What needs to be done :: Output nothing but the lines from the line with "locate dried leaf -- one point per instance" through the end of the listing below, both ends included.
-*-
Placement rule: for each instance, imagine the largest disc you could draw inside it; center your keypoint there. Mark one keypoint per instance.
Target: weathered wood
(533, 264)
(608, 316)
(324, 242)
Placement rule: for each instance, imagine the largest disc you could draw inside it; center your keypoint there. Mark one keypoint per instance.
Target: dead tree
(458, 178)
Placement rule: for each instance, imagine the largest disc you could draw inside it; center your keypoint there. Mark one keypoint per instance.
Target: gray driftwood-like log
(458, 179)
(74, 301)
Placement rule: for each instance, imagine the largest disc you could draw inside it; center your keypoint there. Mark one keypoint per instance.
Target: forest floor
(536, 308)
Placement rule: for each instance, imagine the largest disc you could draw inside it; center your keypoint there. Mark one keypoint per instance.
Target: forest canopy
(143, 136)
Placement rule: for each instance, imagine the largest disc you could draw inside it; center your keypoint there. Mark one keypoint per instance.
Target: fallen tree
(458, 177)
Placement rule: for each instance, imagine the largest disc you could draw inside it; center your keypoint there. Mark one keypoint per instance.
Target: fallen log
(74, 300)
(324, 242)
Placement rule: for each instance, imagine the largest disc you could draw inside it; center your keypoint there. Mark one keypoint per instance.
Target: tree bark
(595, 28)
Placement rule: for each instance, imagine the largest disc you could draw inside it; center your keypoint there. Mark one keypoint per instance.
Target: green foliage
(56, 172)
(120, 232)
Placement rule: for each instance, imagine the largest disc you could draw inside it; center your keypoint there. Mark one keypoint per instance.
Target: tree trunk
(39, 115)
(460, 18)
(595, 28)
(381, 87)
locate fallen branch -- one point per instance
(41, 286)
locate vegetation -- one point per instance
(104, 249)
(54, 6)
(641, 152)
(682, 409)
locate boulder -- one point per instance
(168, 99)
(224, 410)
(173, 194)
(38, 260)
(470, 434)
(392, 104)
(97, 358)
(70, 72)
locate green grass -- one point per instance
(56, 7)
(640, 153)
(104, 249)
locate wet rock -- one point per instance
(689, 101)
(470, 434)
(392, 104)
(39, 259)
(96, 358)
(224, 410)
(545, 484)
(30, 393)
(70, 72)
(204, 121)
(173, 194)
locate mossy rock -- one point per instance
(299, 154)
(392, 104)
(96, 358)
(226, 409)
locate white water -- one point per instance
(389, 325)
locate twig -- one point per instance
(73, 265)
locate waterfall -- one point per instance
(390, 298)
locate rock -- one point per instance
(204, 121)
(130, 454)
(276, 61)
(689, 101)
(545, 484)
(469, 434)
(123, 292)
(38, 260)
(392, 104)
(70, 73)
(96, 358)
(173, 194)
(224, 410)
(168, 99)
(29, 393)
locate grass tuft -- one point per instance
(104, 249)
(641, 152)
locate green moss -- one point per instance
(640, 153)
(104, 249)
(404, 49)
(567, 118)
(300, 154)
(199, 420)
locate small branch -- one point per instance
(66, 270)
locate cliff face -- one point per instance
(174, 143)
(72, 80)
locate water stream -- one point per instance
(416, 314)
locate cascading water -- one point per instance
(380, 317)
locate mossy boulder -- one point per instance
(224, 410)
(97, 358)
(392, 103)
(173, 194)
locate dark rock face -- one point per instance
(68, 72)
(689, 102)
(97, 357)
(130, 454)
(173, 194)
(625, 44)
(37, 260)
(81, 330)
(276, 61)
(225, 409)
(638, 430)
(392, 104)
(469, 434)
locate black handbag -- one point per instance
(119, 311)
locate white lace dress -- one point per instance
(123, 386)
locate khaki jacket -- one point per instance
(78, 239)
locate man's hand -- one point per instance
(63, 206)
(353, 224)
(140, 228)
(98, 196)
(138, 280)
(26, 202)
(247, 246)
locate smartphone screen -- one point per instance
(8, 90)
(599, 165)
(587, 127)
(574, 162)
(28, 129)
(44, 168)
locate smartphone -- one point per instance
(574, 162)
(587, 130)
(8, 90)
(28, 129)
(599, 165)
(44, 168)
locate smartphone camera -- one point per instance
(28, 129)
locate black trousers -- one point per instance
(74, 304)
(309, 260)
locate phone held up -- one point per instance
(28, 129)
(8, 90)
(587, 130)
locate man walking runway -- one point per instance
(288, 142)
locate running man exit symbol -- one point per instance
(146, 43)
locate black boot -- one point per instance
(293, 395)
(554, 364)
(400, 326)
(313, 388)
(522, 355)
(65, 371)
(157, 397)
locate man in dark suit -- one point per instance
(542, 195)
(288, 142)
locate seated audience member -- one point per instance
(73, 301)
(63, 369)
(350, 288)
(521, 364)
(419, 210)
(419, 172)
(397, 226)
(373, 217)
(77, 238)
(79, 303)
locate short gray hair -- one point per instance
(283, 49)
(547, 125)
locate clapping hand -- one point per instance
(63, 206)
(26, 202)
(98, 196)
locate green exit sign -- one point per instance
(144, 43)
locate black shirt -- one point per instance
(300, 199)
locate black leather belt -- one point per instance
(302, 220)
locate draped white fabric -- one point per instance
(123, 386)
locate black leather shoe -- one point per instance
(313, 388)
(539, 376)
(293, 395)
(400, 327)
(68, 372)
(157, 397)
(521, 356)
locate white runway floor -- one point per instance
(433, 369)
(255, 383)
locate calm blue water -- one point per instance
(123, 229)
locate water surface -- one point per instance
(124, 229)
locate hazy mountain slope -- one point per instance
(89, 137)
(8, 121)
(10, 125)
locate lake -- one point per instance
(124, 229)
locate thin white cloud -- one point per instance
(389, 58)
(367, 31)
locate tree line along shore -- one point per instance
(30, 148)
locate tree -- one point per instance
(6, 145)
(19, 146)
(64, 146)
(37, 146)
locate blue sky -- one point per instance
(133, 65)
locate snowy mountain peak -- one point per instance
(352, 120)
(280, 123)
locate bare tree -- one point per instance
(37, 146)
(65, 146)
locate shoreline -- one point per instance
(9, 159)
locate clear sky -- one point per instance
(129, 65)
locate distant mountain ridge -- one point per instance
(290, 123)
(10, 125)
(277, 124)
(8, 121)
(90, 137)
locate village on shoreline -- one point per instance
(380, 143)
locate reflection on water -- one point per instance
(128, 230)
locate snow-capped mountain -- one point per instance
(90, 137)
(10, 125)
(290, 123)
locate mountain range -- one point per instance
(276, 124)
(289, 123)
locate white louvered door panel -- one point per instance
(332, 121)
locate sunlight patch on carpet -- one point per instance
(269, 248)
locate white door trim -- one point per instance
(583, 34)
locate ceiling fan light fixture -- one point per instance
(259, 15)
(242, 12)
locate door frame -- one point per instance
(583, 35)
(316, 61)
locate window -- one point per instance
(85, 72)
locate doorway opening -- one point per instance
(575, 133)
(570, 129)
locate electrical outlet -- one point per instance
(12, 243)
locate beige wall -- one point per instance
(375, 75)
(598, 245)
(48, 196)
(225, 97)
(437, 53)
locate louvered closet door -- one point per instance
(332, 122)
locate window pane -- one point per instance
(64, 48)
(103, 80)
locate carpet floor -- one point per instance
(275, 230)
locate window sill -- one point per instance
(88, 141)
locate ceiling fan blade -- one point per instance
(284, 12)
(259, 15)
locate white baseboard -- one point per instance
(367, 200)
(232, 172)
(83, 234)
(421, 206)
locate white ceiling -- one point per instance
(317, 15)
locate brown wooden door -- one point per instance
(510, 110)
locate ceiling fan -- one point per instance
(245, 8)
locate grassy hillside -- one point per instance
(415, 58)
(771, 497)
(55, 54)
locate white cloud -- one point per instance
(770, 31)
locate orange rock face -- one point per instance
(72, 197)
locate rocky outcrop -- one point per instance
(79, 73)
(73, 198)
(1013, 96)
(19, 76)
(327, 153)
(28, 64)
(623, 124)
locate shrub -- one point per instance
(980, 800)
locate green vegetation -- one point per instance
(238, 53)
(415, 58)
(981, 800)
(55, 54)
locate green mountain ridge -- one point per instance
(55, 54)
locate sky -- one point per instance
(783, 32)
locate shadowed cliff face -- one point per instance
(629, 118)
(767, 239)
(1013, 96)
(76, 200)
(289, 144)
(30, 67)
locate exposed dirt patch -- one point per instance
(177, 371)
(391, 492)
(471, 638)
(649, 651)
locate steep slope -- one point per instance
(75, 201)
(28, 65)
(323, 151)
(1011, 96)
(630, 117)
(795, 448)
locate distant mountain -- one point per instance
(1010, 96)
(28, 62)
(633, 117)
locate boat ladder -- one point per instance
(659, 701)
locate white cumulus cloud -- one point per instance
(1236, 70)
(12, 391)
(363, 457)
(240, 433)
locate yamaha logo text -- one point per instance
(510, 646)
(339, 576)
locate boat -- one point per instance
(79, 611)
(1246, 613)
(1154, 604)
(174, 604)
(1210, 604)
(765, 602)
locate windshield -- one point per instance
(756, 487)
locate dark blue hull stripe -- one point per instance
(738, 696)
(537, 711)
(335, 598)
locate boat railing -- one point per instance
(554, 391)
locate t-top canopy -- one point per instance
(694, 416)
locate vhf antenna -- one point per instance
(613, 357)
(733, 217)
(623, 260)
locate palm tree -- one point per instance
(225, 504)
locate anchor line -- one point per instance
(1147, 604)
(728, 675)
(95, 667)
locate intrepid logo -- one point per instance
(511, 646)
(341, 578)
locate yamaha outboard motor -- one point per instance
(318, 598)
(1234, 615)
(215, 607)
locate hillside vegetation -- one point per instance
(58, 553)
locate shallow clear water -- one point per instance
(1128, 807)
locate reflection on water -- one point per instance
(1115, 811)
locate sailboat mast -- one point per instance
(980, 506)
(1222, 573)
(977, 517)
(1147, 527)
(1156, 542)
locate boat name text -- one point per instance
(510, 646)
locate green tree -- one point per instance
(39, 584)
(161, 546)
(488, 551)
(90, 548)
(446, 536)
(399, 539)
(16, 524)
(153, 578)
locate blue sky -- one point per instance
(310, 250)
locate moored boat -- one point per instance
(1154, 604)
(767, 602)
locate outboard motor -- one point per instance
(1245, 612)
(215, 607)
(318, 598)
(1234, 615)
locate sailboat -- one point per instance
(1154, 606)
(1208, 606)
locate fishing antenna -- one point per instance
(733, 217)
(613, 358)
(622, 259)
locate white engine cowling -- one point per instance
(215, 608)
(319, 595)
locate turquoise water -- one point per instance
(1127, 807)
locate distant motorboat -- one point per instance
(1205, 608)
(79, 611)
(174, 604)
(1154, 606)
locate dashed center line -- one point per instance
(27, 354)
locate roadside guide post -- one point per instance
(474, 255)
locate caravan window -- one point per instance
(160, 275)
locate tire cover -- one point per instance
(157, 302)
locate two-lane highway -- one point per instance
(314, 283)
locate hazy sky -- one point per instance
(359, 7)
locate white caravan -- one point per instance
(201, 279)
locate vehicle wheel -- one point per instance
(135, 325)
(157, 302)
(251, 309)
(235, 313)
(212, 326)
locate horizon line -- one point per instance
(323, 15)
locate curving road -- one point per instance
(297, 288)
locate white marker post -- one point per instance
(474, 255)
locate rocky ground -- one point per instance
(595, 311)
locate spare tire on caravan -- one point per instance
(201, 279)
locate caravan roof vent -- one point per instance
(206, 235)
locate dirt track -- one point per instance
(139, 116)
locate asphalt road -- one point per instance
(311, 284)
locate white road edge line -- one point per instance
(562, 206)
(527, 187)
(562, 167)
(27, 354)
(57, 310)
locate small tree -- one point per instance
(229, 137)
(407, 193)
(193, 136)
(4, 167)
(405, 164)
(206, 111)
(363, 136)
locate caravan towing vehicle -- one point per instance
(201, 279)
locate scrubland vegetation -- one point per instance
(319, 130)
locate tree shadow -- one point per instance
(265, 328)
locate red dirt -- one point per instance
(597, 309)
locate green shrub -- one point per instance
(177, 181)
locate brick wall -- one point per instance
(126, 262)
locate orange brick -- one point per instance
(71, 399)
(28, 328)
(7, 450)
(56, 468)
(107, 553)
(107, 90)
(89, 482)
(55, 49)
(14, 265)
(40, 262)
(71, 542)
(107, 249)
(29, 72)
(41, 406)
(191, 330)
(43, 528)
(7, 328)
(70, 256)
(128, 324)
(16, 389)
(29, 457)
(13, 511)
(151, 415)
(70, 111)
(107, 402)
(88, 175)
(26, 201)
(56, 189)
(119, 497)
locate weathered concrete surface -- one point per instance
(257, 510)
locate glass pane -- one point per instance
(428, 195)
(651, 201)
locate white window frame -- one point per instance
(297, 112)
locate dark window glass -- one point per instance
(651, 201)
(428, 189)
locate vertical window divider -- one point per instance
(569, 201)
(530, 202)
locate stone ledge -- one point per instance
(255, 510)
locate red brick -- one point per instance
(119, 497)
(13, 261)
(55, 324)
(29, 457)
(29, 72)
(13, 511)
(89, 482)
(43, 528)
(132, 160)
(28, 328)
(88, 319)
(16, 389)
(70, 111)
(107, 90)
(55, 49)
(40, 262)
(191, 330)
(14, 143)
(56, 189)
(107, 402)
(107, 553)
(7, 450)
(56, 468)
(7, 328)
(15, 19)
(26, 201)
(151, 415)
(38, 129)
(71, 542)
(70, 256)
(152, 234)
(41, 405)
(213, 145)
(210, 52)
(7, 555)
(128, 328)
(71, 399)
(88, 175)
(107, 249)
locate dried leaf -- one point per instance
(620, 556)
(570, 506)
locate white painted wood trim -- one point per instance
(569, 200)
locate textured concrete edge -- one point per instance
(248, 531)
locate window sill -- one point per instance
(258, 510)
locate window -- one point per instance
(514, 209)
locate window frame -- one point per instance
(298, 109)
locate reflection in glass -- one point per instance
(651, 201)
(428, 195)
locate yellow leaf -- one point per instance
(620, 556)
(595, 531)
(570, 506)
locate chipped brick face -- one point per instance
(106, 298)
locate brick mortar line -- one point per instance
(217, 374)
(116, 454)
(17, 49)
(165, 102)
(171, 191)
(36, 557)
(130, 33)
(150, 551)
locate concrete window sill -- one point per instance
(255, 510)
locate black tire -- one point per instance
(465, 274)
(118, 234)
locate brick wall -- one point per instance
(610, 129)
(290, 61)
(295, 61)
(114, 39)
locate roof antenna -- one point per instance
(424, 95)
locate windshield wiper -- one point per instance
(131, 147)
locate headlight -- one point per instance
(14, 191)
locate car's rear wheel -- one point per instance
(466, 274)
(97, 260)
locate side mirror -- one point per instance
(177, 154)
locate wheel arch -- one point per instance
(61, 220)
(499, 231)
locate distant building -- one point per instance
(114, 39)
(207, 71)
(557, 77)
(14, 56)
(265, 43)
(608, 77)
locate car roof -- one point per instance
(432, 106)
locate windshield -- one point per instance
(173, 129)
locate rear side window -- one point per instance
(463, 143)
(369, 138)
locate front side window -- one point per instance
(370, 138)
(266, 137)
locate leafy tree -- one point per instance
-*-
Correct answer ::
locate dried leaf -- one point per instance
(620, 556)
(570, 506)
locate white painted wood trim -- one point per instance
(569, 200)
locate textured concrete edge -- one point per instance
(248, 531)
locate window sill -- one point per instance
(258, 510)
locate window -- one point per instance
(514, 209)
locate window frame -- one point per instance
(298, 109)
locate reflection in glass -- one point per instance
(651, 201)
(428, 195)
locate yellow leaf -- one point per instance
(620, 556)
(595, 531)
(570, 506)
locate chipped brick face -- one point per instance
(106, 298)
locate brick mortar line -- one point per instance
(217, 374)
(116, 454)
(17, 49)
(165, 102)
(171, 191)
(36, 557)
(130, 33)
(150, 551)
locate concrete window sill -- one point per instance
(255, 510)
locate black tire -- one point per instance
(465, 274)
(118, 234)
locate brick wall -- one point per instance
(610, 129)
(290, 61)
(295, 61)
(114, 39)
locate roof antenna -- one point per instance
(424, 95)
locate windshield wiper -- one point per instance
(131, 147)
locate headlight -- one point per instance
(14, 191)
locate car's rear wheel -- one point per instance
(466, 274)
(97, 260)
locate side mirror -- one point per instance
(177, 154)
locate wheel arch -- one point per instance
(61, 220)
(499, 231)
locate distant building -- one point per instance
(114, 39)
(207, 71)
(557, 77)
(14, 56)
(265, 43)
(608, 77)
locate car roof -- one point per instance
(432, 106)
locate windshield -- one point per instance
(173, 129)
locate rear side window -- one point per instance
(463, 143)
(369, 138)
locate front side window -- one point per instance
(370, 138)
(266, 137)
locate leafy tree -- one point per instance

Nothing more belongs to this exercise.